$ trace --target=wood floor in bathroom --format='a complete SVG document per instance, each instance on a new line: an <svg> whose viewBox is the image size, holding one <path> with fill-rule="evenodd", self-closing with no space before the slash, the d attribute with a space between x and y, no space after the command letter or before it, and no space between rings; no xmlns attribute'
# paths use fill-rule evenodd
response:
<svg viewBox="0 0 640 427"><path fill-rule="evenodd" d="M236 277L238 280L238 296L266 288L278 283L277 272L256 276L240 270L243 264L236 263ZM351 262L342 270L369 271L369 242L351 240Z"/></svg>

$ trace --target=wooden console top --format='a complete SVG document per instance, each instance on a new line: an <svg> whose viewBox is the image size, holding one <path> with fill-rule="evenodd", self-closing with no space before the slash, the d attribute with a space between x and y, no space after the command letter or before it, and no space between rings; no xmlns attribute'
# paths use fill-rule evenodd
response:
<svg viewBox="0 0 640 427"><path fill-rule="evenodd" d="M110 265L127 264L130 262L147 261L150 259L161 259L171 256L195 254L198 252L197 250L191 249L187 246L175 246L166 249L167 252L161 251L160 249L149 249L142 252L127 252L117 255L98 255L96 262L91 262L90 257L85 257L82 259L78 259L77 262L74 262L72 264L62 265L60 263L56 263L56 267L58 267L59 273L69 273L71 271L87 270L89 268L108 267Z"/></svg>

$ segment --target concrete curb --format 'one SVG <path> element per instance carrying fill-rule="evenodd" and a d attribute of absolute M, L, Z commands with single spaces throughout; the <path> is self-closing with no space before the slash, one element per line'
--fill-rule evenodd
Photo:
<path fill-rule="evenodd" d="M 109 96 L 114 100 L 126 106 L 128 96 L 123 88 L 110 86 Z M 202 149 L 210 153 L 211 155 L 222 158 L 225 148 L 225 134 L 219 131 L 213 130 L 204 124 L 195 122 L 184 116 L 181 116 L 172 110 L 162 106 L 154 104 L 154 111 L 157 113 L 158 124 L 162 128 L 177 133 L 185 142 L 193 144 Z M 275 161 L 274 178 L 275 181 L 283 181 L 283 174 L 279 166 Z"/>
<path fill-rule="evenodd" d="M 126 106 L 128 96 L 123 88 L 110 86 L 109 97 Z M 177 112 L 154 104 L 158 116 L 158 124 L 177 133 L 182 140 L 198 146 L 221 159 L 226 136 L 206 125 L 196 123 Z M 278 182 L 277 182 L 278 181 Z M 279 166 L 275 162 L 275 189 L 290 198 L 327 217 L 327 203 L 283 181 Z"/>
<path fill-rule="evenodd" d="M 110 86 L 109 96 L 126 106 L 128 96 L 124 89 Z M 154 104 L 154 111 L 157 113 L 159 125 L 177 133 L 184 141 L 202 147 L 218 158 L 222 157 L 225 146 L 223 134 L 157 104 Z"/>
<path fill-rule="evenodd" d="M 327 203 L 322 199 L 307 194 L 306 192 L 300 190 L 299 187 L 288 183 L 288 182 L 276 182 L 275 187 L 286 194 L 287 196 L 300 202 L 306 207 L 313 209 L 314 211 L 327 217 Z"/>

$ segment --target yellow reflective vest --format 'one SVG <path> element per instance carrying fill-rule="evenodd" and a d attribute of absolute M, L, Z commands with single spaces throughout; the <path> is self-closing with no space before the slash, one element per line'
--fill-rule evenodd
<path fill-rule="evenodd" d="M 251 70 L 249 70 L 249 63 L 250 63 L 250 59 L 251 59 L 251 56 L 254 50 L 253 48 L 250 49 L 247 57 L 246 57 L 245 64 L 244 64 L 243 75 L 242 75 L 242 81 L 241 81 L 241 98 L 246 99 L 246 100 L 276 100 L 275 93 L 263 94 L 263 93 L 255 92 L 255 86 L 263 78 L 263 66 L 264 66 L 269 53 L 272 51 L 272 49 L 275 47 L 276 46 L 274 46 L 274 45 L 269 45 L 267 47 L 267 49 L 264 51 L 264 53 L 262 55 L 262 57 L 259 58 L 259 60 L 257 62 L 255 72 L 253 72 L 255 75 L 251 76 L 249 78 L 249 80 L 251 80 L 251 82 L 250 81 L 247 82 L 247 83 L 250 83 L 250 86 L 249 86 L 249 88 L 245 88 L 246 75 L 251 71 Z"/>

* [Set exercise]:
Turn the part that opens with the line containing "trace --target=wooden console" and closes with the line containing "265L127 264L130 262L147" into a two-column CSV with the columns input and output. Give one row per item, putting its text and its answer each in a single quoted field with line breaks replaced by spaces.

* [Result]:
input,output
"$ trace --target=wooden console top --format='a complete SVG document per instance, each instance on a new line: an <svg> whose viewBox is the image size, holding one <path> with fill-rule=""evenodd"", self-closing with no space before the slash, the d attribute with a space between x and y, no space after the command letter or before it, and no space between rings; no xmlns attribute' # paths use fill-rule evenodd response:","<svg viewBox=""0 0 640 427""><path fill-rule=""evenodd"" d=""M110 265L127 264L130 262L147 261L150 259L161 259L171 256L195 254L198 252L197 250L191 249L187 246L175 246L166 249L167 252L161 251L160 249L149 249L142 252L127 252L117 255L98 255L96 262L91 262L90 257L85 257L82 259L78 259L77 262L74 262L72 264L62 265L60 263L56 263L56 267L58 267L59 273L69 273L71 271L87 270L89 268L108 267Z""/></svg>"